**TASKS TO CARRY OUT**
1 - List the sequential steps that the page about shipment exception agents says an agent runs when a container is flagged as delayed.
2 - Continue the page about shipment exception agents from the point where it stops.

**SELECTION**
-- START --

Shipment exception agents that scale to 10,000 events a day without breaking.
Your exception handling agent catches shipment delays, reroutes packages, and notifies customers before they notice. It works on 50 test events. It breaks at 5,000. Hatch gives it the infrastructure to handle 10,000+ events per day reliably.
The problem.
Shipment exception workflows have a partial-execution problem that makes naive retry dangerous. When a container is flagged as delayed, your agent runs three sequential steps: notify the customer, update the carrier manifest via EDI, update the warehouse receiving schedule. If the EDI call at step 2 fails after step 1 completes, a retry from the beginning sends a second customer notification — 'your shipment is delayed' — for the same event. At 50 exceptions a day, your ops team catches this manually. At 5,000, you have hundreds of duplicate notifications and no visibility into which records are corrupt.

-- END --

**SUPPLIED RECORDS**
-- START --

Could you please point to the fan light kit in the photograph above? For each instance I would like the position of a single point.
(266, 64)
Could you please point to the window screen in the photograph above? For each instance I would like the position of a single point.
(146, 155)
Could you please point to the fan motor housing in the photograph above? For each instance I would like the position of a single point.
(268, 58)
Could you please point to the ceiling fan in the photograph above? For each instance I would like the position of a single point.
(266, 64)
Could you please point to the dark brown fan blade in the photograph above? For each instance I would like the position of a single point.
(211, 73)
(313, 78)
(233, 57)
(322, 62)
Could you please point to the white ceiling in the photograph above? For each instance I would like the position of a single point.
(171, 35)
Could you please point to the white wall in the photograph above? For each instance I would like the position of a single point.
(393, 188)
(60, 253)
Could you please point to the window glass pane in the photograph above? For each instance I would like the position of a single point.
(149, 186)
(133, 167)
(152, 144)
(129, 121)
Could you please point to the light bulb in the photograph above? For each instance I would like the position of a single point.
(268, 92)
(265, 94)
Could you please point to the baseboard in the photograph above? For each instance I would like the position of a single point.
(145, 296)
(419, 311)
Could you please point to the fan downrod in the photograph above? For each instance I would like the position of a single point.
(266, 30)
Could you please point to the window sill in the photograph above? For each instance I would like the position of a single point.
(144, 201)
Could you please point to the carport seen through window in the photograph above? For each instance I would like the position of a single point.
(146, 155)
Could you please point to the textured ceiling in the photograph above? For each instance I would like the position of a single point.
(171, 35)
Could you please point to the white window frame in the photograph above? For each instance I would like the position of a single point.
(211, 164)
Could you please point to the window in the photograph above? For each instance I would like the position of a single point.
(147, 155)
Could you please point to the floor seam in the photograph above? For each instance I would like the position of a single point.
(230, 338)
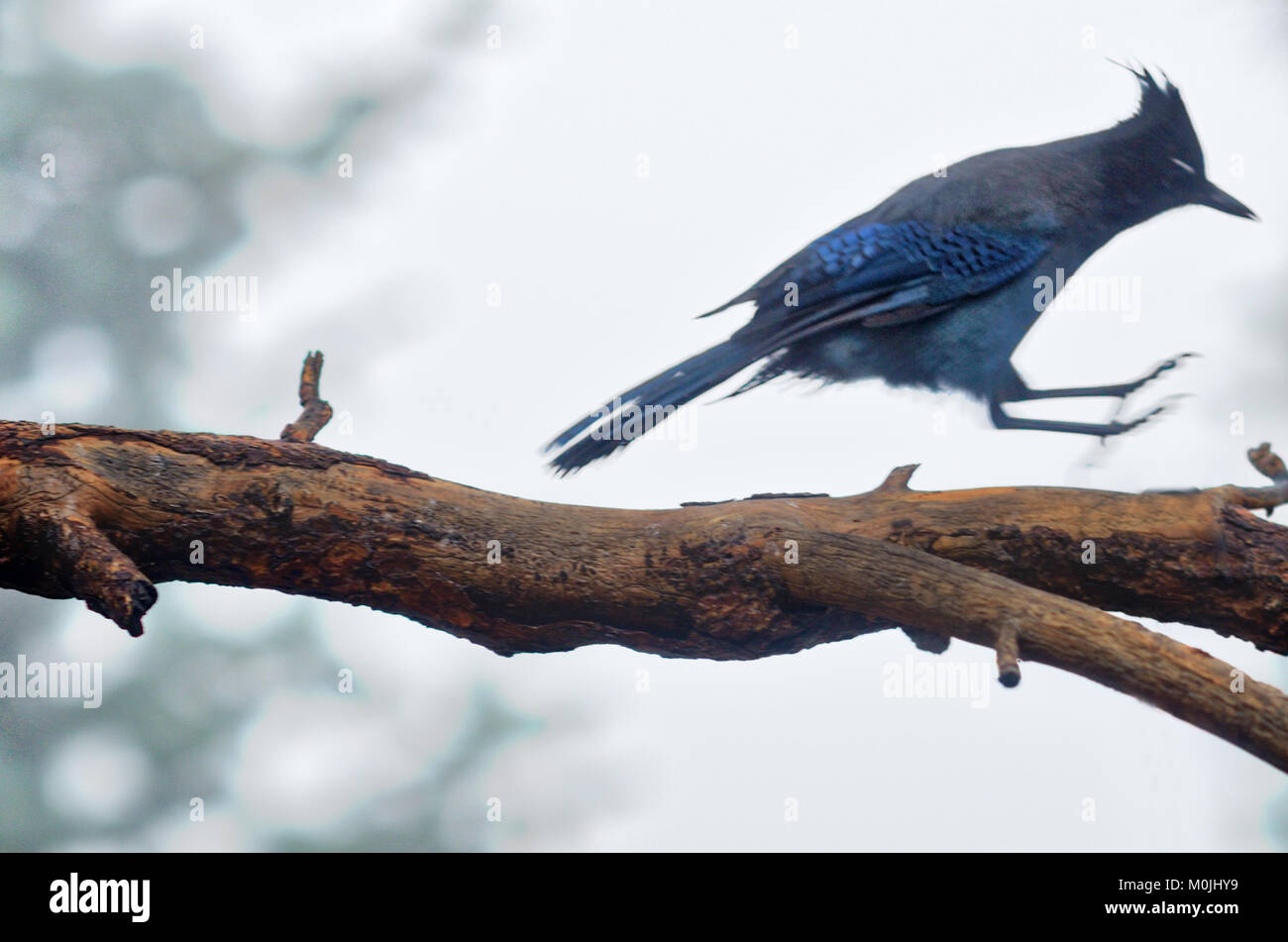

-- END --

**OUTPUTS IN ORDER**
1 -
1. Notify the customer.
2. Update the carrier manifest via EDI.
3. Update the warehouse receiving schedule.

2 -
Carrier API SLAs degrade predictably at the same time your exception volume spikes — during port disruptions, weather events, and peak season. FedEx and UPS tracking APIs have documented rate limits of 1,000 requests per minute per credential. When your exception agent scales from 10 to 100 concurrent workflows during a disruption event, it hits the rate limit within seconds, starts receiving 429s, and your exception queue backs up faster than the backpressure logic can drain it. Standard Kubernetes HPA doesn't know the difference between CPU load and carrier API rate limit exhaustion.
Ambiguous exceptions — delayed customs clearance, damaged goods with unclear liability, carrier-lost versus warehouse-lost — require a human decision before any action is taken. An agent that autonomously reroutes a shipment with unclear liability exposes your company to carrier disputes and customer chargebacks. The handoff to a human needs to carry full context: the original exception event, every API call the agent made, every data point it retrieved, and the specific reason it couldn't resolve the exception automatically. Without structured escalation, your ops team receives a Slack message that says 'exception on order 8842' and has to reconstruct the context themselves.
What Hatch handles.
Agents that run on Hatch.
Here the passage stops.